READING PASSAGE

>> Begin

Menu    3 ABR 526 

UNITED STATES BANKRUPTCY COURT
FOR THE DISTRICT OF ALASKA

In re: Case No. A94-00159-DMD)
)
ARON DARREL FINCHER and SUSAN)
E. FINCHER )
Debtors.      )
________________________________)Bancap No. 94-3026
ARON DARRELJ FINCHER and SUSAN )
E. FINCHER, )
Plaintiffs,      )Adv. No. A94-00159-00l-DMD
) Chapter 7
v.)
)
ROBERT E. EVANS and MILDRED )
M. EVANS, )
Defendants.      )
______________________________)

MEMORANDUM DECISION AND ORDER

          This is an action for invalidation of a judicial lien under 11 U.S.C. § 522(f) and for other relief. This court has jurisdiction over the lien invalidation portion of the action pursuant to 28 U.S.C. § 157(b)(2)(B), (K), and (O). The plaintiffs also seek damages for wrongful execution and conversion. I will grant the request for lien invalidation but dismiss the complaint for wrongful execution and conversion without prejudice.

>> End

TASK LIST
- A) Reproduce the court decision from "In re: Case" up to and including "and SUSAN )".
- B) Name every person who appears as a party in the caption of the court decision, and mark each one as plaintiff or defendant.
- C) Answer these questions from the court decision:
(i) Which court issued the decision?
(ii) Under which chapter is the case filed?
(iii) What will the court do with the complaint for wrongful execution and conversion?
The records have nothing to do with the court decision.

DATASET EXTRACT
>> Begin

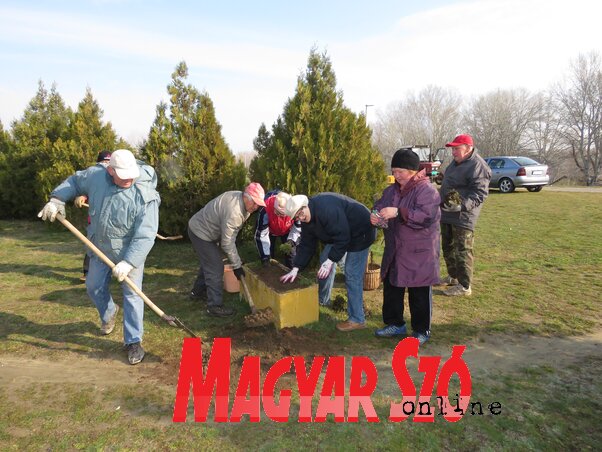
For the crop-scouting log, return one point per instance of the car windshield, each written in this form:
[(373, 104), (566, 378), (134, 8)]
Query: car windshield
[(525, 161)]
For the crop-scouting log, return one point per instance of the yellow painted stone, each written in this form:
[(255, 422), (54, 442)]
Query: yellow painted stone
[(296, 307)]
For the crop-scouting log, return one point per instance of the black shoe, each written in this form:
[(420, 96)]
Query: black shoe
[(220, 311), (107, 328), (198, 296), (135, 353)]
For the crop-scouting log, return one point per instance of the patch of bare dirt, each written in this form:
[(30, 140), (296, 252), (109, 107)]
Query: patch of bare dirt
[(270, 275)]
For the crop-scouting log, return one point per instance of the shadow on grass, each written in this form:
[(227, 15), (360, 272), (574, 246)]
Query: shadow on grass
[(75, 337), (43, 271)]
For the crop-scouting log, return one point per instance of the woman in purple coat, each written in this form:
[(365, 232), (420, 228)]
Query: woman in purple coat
[(409, 213)]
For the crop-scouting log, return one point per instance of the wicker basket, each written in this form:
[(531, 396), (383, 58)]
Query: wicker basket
[(372, 275)]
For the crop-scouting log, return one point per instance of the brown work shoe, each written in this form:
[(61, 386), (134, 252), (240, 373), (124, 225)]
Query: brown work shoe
[(107, 327), (448, 281), (457, 290), (348, 325)]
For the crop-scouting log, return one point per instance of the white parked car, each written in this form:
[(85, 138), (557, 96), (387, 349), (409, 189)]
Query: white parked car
[(508, 173)]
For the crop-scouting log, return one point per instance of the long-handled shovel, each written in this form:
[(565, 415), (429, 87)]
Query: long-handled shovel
[(173, 321), (257, 317)]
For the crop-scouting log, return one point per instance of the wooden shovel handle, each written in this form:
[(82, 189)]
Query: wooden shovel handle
[(245, 288), (110, 263)]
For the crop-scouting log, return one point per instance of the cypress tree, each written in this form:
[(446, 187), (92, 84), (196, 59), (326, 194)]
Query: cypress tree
[(189, 153), (45, 122), (317, 144)]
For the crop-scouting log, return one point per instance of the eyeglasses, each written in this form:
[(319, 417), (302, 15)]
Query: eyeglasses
[(300, 214)]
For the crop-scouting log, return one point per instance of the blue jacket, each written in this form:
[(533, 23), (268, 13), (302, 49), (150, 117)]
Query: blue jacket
[(335, 219), (123, 221)]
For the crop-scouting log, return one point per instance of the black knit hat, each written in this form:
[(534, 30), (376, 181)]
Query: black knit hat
[(405, 158)]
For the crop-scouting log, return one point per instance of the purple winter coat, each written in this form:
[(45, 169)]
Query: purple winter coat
[(411, 255)]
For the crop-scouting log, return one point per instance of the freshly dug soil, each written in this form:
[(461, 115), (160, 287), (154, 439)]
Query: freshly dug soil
[(271, 274)]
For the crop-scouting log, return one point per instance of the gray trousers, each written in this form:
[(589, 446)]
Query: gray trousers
[(211, 270)]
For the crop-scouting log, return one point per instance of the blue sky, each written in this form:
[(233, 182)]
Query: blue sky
[(248, 55)]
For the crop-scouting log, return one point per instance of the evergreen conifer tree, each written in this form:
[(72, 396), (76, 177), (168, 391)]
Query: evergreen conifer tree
[(189, 153), (317, 144), (45, 122)]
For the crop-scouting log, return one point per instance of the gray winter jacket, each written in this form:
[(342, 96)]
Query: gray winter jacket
[(471, 180), (219, 221)]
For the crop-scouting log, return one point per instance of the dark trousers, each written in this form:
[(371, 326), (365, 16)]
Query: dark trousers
[(457, 245), (420, 301), (86, 264)]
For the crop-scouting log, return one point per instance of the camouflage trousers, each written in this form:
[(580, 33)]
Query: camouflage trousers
[(457, 245)]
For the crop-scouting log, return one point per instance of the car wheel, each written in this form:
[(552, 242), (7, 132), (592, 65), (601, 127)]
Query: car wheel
[(506, 185), (535, 189)]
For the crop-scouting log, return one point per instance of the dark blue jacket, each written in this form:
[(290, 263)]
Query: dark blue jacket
[(335, 219)]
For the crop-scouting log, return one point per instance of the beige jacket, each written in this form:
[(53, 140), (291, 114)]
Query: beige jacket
[(219, 221)]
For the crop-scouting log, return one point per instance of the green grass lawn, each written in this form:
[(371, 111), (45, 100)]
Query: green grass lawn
[(538, 277)]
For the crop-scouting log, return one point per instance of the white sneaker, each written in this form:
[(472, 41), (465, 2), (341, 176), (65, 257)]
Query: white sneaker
[(448, 281), (457, 290)]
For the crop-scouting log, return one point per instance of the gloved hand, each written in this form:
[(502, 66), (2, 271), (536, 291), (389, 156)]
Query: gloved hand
[(450, 207), (239, 272), (290, 276), (121, 270), (51, 208), (80, 201), (325, 269)]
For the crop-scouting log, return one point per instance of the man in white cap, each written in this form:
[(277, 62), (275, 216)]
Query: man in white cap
[(124, 218), (213, 230), (272, 225), (343, 224)]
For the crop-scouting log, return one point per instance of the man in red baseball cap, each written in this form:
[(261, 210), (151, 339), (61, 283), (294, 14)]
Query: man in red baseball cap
[(463, 190)]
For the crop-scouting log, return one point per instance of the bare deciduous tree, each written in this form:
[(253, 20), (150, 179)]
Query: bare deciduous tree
[(544, 136), (499, 120), (431, 117), (580, 100)]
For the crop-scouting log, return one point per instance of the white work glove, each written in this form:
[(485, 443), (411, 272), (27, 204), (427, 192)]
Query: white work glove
[(51, 208), (80, 201), (451, 207), (121, 270), (325, 269), (290, 276)]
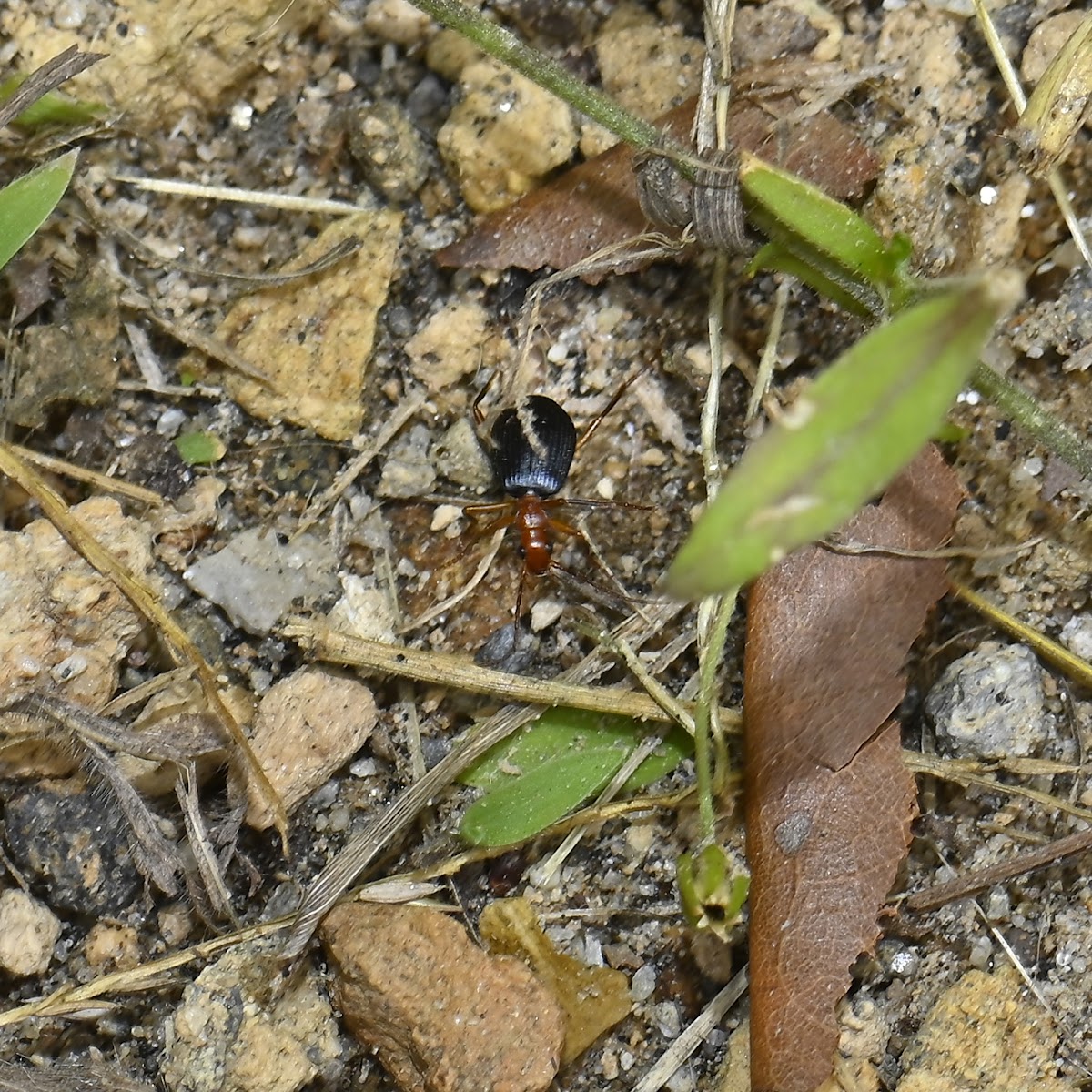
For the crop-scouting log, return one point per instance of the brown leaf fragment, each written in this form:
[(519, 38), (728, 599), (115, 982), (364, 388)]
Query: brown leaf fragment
[(594, 205), (828, 632), (828, 800), (593, 998), (829, 846)]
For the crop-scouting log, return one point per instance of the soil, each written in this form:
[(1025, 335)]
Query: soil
[(355, 104)]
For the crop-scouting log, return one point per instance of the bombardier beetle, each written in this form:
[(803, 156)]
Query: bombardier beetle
[(532, 448)]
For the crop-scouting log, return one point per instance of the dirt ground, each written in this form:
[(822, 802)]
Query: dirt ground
[(359, 104)]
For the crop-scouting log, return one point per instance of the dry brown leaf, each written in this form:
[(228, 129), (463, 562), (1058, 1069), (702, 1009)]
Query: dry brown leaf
[(594, 205), (829, 802)]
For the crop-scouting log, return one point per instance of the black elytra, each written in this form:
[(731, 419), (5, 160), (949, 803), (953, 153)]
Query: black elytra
[(541, 465)]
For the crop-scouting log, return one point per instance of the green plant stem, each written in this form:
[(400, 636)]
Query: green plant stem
[(506, 47), (710, 659), (1029, 415)]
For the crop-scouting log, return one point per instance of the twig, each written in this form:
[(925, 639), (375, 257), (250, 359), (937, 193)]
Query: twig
[(410, 402), (343, 871), (463, 674), (1020, 102), (181, 649), (102, 481), (1078, 670), (958, 774), (45, 79), (285, 201), (980, 879), (693, 1036)]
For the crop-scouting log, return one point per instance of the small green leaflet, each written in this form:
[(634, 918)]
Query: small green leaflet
[(53, 108), (824, 243), (552, 765), (844, 438), (199, 448), (25, 205)]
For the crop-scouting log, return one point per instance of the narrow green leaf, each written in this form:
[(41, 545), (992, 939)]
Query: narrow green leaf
[(552, 765), (199, 448), (844, 440), (26, 203), (540, 797), (53, 108), (823, 241)]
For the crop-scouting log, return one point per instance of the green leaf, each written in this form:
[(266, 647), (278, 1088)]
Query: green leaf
[(713, 890), (53, 108), (200, 449), (540, 797), (824, 243), (552, 765), (844, 440), (26, 203)]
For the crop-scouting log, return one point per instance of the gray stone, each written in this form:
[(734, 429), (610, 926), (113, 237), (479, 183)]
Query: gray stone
[(259, 576), (989, 704)]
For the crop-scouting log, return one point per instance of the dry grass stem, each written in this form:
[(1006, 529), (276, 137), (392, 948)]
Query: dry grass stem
[(461, 672)]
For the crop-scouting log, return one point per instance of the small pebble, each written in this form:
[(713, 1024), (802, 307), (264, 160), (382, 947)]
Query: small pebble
[(1077, 636), (989, 704), (643, 983)]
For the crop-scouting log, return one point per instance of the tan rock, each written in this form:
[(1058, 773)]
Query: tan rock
[(314, 339), (308, 725), (505, 136), (63, 625), (229, 1036), (1011, 1046), (649, 69), (163, 59), (27, 934), (441, 1015), (452, 344)]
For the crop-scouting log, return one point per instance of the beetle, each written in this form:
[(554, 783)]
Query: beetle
[(532, 448)]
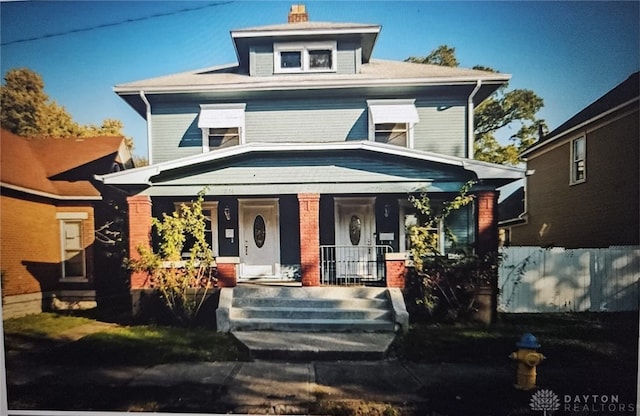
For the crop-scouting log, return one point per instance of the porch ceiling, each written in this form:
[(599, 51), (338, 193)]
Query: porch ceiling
[(360, 167)]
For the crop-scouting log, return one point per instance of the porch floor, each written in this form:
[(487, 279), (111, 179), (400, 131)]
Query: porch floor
[(315, 345)]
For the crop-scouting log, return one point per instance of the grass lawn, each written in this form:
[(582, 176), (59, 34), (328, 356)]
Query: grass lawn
[(140, 345), (586, 354)]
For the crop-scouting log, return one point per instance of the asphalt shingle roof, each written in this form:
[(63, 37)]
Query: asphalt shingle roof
[(40, 164)]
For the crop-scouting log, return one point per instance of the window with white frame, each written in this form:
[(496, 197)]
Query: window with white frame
[(73, 253), (222, 125), (304, 57), (578, 160), (392, 121), (210, 212)]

>> End

ANSWERS PROVIDED
- A)
In re: Case No. A94-00159-DMD)
)
ARON DARREL FINCHER and SUSAN)
E. FINCHER )
Debtors.      )
________________________________)Bancap No. 94-3026
ARON DARRELJ FINCHER and SUSAN )

- B)
Aron Darrel Fincher: plaintiff
Susan E. Fincher: plaintiff
Robert E. Evans: defendant
Mildred M. Evans: defendant

- C)
(i) The United States Bankruptcy Court for the District of Alaska
(ii) Chapter 7
(iii) Dismiss it without prejudice